◆ Exercise
Reproduce only the lines from the one containing "Find the lips" through the one containing "pixel 107 46", renaming "camel coat" to "tan overcoat" and leaving everything else unchanged.

☆ ☆ ☆

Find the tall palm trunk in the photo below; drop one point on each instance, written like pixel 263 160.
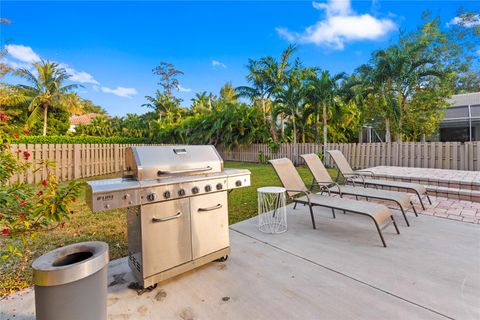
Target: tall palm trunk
pixel 283 126
pixel 388 136
pixel 295 151
pixel 45 114
pixel 264 109
pixel 324 114
pixel 317 127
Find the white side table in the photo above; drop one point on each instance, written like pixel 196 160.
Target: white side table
pixel 272 211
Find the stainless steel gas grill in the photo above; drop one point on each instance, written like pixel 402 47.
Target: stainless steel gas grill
pixel 177 210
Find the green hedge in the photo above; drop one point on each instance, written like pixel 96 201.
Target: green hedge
pixel 76 140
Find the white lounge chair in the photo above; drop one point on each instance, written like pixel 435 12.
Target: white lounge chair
pixel 291 180
pixel 322 179
pixel 358 177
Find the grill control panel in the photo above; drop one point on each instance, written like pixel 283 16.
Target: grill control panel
pixel 114 199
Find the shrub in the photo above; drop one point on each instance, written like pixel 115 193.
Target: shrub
pixel 76 140
pixel 27 209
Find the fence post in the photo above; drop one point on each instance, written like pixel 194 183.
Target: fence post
pixel 76 161
pixel 117 158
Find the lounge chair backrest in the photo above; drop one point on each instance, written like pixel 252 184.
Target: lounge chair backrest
pixel 288 175
pixel 341 162
pixel 317 168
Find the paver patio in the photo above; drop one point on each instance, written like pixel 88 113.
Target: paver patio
pixel 339 271
pixel 454 184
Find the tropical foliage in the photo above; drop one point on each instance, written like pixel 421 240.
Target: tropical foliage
pixel 27 209
pixel 402 91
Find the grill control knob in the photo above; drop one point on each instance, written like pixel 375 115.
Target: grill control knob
pixel 152 196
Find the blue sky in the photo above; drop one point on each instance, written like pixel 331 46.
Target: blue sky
pixel 111 47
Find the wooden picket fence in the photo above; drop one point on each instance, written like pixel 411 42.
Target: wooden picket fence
pixel 440 155
pixel 75 161
pixel 72 161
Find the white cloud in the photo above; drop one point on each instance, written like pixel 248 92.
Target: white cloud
pixel 216 63
pixel 341 25
pixel 22 53
pixel 182 89
pixel 467 23
pixel 78 76
pixel 16 65
pixel 26 57
pixel 120 91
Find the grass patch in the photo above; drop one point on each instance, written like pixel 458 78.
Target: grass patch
pixel 111 226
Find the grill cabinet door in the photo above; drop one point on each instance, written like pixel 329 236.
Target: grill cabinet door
pixel 209 223
pixel 166 240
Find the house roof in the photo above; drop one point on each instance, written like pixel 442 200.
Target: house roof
pixel 83 119
pixel 465 99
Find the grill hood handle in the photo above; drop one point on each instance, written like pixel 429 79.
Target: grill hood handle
pixel 162 172
pixel 178 215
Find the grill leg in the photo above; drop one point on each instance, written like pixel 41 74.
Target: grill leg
pixel 395 225
pixel 429 201
pixel 421 201
pixel 414 210
pixel 380 233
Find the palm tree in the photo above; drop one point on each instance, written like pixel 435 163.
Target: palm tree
pixel 321 91
pixel 227 93
pixel 166 106
pixel 265 76
pixel 397 72
pixel 47 91
pixel 289 98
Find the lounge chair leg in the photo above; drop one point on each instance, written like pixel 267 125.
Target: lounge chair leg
pixel 380 233
pixel 405 216
pixel 395 225
pixel 429 201
pixel 414 210
pixel 311 216
pixel 421 201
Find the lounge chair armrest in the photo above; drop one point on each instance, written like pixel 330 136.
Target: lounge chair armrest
pixel 306 193
pixel 353 176
pixel 339 189
pixel 365 171
pixel 325 185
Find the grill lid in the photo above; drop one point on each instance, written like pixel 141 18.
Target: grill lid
pixel 159 162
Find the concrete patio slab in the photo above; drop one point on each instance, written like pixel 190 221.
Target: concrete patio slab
pixel 434 264
pixel 339 271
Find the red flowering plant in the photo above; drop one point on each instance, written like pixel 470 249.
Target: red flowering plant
pixel 27 209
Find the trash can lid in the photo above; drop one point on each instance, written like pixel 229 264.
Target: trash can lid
pixel 70 263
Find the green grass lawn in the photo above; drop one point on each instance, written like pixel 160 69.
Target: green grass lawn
pixel 111 226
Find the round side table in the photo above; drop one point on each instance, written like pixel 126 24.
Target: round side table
pixel 272 210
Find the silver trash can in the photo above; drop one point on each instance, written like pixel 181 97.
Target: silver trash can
pixel 71 282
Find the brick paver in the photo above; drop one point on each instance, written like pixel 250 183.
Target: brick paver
pixel 429 174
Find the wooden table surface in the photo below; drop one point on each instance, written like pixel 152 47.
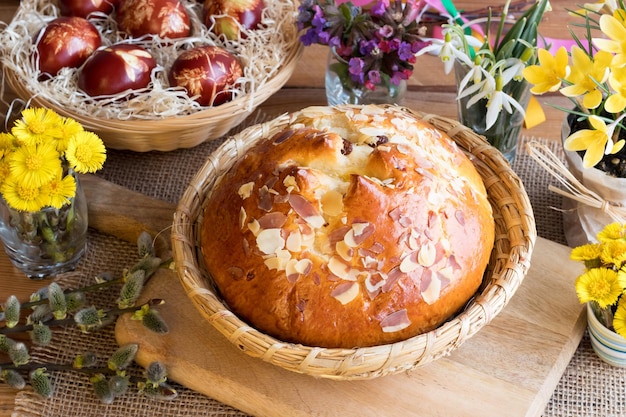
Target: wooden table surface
pixel 430 90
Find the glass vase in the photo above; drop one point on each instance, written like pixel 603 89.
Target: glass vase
pixel 46 242
pixel 504 134
pixel 340 89
pixel 608 345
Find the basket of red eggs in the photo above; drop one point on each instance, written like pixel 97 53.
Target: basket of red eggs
pixel 151 75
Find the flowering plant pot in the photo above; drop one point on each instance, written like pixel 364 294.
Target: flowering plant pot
pixel 372 47
pixel 491 92
pixel 582 221
pixel 601 286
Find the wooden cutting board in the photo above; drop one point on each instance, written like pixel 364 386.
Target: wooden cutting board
pixel 510 368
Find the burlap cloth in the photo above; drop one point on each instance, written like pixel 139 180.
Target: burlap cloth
pixel 588 386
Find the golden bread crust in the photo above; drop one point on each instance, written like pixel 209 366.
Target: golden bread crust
pixel 352 227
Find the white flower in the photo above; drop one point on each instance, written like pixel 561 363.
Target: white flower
pixel 475 74
pixel 480 90
pixel 448 49
pixel 513 71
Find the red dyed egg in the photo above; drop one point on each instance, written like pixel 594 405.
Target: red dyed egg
pixel 83 8
pixel 164 18
pixel 115 69
pixel 66 42
pixel 207 73
pixel 247 13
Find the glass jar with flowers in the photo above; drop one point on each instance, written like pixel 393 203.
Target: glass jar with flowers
pixel 592 75
pixel 488 56
pixel 602 286
pixel 43 212
pixel 372 47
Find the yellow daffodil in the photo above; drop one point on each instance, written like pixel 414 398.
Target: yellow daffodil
pixel 60 189
pixel 613 27
pixel 619 318
pixel 595 142
pixel 23 197
pixel 548 75
pixel 35 165
pixel 613 231
pixel 601 285
pixel 86 152
pixel 37 125
pixel 585 75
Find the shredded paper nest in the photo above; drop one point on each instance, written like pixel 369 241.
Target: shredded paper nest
pixel 262 55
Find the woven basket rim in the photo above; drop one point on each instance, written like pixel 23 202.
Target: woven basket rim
pixel 135 134
pixel 510 260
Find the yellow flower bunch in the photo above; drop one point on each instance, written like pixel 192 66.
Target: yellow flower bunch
pixel 39 156
pixel 604 281
pixel 593 76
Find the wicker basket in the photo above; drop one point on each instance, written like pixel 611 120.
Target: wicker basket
pixel 510 260
pixel 159 133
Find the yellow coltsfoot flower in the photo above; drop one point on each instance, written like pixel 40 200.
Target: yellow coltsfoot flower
pixel 34 165
pixel 86 152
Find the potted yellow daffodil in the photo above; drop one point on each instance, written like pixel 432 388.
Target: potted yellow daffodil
pixel 43 212
pixel 592 74
pixel 601 286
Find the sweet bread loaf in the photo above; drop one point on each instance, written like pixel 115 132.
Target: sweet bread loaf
pixel 353 226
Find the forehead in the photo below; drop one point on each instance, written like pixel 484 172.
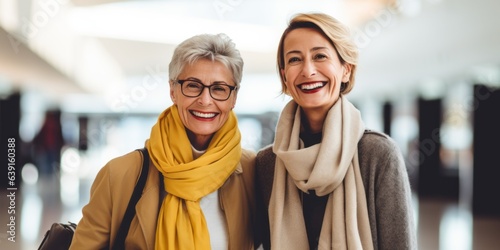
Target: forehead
pixel 305 38
pixel 205 69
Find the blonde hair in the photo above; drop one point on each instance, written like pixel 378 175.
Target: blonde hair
pixel 335 31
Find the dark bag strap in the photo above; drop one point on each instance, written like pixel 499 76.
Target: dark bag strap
pixel 136 195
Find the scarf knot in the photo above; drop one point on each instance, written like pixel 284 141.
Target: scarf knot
pixel 181 222
pixel 329 168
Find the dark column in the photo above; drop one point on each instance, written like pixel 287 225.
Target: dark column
pixel 486 184
pixel 387 117
pixel 429 118
pixel 11 159
pixel 83 142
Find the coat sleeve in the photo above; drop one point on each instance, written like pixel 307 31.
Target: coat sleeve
pixel 388 193
pixel 93 230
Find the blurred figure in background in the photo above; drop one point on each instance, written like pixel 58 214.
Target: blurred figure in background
pixel 47 144
pixel 327 182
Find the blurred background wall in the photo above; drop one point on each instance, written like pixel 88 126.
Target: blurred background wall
pixel 83 81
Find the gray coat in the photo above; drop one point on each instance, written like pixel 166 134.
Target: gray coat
pixel 387 188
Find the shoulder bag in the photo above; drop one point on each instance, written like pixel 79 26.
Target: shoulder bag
pixel 59 236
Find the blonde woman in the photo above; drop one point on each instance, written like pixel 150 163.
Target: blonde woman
pixel 327 182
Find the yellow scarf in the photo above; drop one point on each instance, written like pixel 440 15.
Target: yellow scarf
pixel 181 223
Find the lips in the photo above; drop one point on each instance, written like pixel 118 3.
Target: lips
pixel 203 115
pixel 311 86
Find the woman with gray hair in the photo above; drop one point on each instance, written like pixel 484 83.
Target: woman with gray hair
pixel 327 182
pixel 199 189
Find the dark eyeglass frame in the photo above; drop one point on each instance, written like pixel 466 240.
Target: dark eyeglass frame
pixel 231 88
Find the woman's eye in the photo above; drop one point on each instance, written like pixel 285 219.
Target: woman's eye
pixel 293 60
pixel 193 85
pixel 319 56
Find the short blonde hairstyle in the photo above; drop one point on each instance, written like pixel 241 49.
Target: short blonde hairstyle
pixel 336 32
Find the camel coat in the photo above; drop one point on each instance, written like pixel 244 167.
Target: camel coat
pixel 113 186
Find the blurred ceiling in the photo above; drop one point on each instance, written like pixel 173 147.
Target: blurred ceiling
pixel 107 46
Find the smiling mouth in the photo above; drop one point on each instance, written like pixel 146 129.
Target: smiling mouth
pixel 203 115
pixel 311 86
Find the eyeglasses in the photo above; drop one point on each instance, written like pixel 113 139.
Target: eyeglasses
pixel 194 88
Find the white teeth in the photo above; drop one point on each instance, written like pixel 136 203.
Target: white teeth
pixel 311 86
pixel 203 115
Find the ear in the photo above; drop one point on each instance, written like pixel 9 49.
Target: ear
pixel 172 92
pixel 347 72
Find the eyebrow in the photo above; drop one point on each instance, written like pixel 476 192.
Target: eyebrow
pixel 298 52
pixel 212 83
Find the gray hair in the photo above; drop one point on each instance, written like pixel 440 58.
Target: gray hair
pixel 207 46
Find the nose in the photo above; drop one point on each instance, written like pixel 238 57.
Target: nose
pixel 205 97
pixel 308 68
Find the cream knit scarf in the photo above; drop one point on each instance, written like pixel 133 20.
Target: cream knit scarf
pixel 330 168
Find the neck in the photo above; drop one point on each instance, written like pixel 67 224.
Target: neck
pixel 312 120
pixel 199 142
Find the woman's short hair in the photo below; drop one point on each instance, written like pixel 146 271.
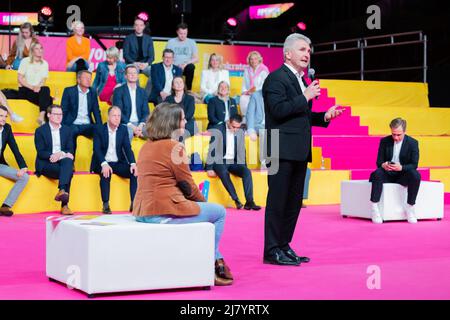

☆ ☆ ☆

◆ Correct result
Find the lips in the photo above; drop one point on each instance, written like pixel 118 3.
Target: lips
pixel 203 115
pixel 311 86
Find the woman with gray hair in the photo above; drop one point on each instance, written like pixel 484 83.
Target: woman with gray hair
pixel 327 182
pixel 199 189
Find the dark eyeglass frame in the photo above; drop one point on each instance, written like pixel 466 240.
Target: dark eyeglass frame
pixel 231 88
Find the woman's eye in the photo above; drop one point on each instance, written like pixel 285 219.
Target: woman's eye
pixel 293 60
pixel 193 85
pixel 319 56
Find the short blonde hairstyle in the photo above; drop one point on each instance, written like pixel 241 49.
Target: short blonde hairstyle
pixel 336 32
Find the tan overcoat in the photo above; drop one point on each instance, written like pixel 244 167.
Target: tan overcoat
pixel 113 186
Find the blurred ceiling in the photo above; drop one point on each instance, written like pixel 173 147.
Target: blurred ceiling
pixel 107 46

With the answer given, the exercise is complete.